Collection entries
-=-=-=-=-
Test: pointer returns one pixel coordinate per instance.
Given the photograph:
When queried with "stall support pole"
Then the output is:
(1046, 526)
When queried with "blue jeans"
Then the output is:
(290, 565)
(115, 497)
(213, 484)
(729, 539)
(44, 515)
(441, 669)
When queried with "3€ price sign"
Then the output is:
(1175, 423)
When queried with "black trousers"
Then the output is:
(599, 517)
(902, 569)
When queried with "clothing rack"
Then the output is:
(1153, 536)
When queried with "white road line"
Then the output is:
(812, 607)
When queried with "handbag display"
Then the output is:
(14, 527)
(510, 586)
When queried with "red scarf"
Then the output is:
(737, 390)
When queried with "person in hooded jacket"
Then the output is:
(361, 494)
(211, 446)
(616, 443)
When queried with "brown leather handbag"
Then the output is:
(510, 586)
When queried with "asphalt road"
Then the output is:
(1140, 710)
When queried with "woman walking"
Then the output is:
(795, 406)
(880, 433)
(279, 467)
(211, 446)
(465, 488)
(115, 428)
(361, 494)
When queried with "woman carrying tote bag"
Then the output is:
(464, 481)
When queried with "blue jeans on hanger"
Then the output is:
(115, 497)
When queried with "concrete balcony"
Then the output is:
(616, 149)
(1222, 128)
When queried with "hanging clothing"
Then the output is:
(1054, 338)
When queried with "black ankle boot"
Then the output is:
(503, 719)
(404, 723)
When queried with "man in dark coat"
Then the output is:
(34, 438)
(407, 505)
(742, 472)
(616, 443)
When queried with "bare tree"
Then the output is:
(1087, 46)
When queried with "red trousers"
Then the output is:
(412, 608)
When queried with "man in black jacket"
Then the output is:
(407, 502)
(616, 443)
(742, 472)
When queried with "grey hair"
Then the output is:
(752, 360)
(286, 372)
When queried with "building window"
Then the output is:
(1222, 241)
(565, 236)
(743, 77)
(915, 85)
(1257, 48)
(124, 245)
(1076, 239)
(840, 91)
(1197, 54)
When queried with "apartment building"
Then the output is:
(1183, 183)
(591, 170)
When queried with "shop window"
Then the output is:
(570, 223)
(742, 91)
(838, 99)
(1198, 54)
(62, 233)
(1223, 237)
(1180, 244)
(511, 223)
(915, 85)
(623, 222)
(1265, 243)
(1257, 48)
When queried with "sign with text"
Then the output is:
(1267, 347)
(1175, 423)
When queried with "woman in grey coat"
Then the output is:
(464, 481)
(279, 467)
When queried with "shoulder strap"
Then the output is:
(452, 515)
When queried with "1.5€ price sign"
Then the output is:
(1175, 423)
-=-=-=-=-
EXERCISE: Write out the data again, exactly and in full.

RESULT BELOW:
Test: pointer returns one pixel coordinate per instance.
Given the photograph:
When queried with "stall support pole"
Then the output is:
(1046, 526)
When queried with "blue jeans"
Then the output is:
(290, 565)
(115, 497)
(213, 484)
(729, 539)
(44, 515)
(441, 669)
When queried with "3€ price sign"
Then the output is:
(1175, 423)
When queried with "black trousers"
Then the output is:
(599, 517)
(902, 569)
When queried with "clothing rack"
Then the output is:
(1153, 536)
When queried with "white road line"
Then the output is:
(812, 607)
When queried with "handbag display"
Then the output is:
(14, 527)
(510, 586)
When queried with "red scarf"
Then the output is:
(737, 390)
When queried with "person in hooded jacket"
Then the output is:
(361, 494)
(211, 446)
(616, 443)
When queried with "brown leather handbag"
Then the output is:
(510, 586)
When queried with "asphalt road"
Then the output is:
(1140, 710)
When queried with "woman walking"
Then the output is:
(795, 406)
(880, 433)
(279, 467)
(211, 446)
(465, 488)
(115, 428)
(361, 494)
When queried with "woman carrying tote bag"
Then the output is:
(464, 481)
When queried with "blue jeans on hanger"
Then the output is:
(115, 497)
When queried with "concrete balcony"
Then the output is:
(616, 149)
(1222, 128)
When queried with "hanging clothing"
Then the output is:
(1054, 338)
When queried with "black ankle boot"
Then the output is:
(503, 719)
(404, 723)
When queried with "man in dark coat"
Then the output is:
(34, 438)
(407, 505)
(742, 472)
(616, 443)
When queried with "bare tree"
Then the output is:
(1087, 46)
When queried with "red trousers"
Then the output is:
(412, 608)
When queried with "man in black jacket"
Then the output is:
(407, 502)
(616, 443)
(742, 472)
When queried with "grey hair"
Then the output is:
(752, 360)
(286, 372)
When queried with "building window"
Then the output is:
(1222, 241)
(565, 236)
(743, 77)
(915, 85)
(1257, 48)
(124, 245)
(1076, 239)
(840, 91)
(1197, 54)
When queried with "apartment building"
Then the output is:
(1183, 183)
(591, 170)
When queried with "shop window"
Then the output is:
(570, 223)
(742, 91)
(838, 99)
(1198, 54)
(62, 233)
(1223, 237)
(1180, 244)
(511, 223)
(915, 85)
(623, 222)
(1265, 243)
(1257, 48)
When queried with "sign with text"
Then the output is:
(1267, 347)
(1175, 423)
When queried with "woman in grey coat"
Then the output is:
(464, 481)
(279, 467)
When queried with "shoulder strap"
Then the output is:
(452, 515)
When queried with "1.5€ price sign"
Then the output is:
(1175, 423)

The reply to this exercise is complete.